[TEXT EXCERPT]
How do you make the case that Sam Brownback has been good for Kansas?
If you are Stephen Moore, the "chief economist" for the Heritage Foundation, you fake the data.
What's going on in Kansas is beginning to look a lot like proof that Republican magical thinking about economics has at last run out of fairy dust to cloak itself in.
Yael T. Abouhalkah is an editorial writer for the Kansas City Star. While researching a piece on the Kansas economy, he couldn't help but notice that the facts he was turning up were at odds with the "facts" reported in a pro-Brownback piece written by Moore and published the Star earlier this month.
Moore's column argued that Kansas needed to give Brownback's regime more time to work its wonders, because "the national data tell us" that over the last 20 years
the nine states without an income tax have had double the population growth and more than double the income growth of states with very high income taxes. These results are statistically significant, which means it is very unlikely they happened by chance. This does not mean all states that cut taxes have growth or that all states with high taxes don’t have growth. It means there is a strong propensity for low-tax and tax-cutting states to grow. Period. This is a problem for the left because places such as New York, Massachusetts, Illinois and California that have been following Krugman’s (and President Barack Obama’s) economic strategy are getting clobbered by tax-cutting states.

[PROVIDED MATERIAL]
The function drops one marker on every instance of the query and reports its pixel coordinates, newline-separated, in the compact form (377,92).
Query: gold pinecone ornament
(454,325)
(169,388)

[WHAT THE TASK REQUIRES]
Answer these from the commentary on Brownback and the Kansas economy:
1. Which organization employs Stephen Moore as "chief economist"?
2. Which newspaper employs Yael T. Abouhalkah as an editorial writer?
3. How many states without an income tax does Moore's column cite?
The material above comes from a separate source.

[ANSWER TO THIS TASK]
1. The Heritage Foundation
2. The Kansas City Star
3. Nine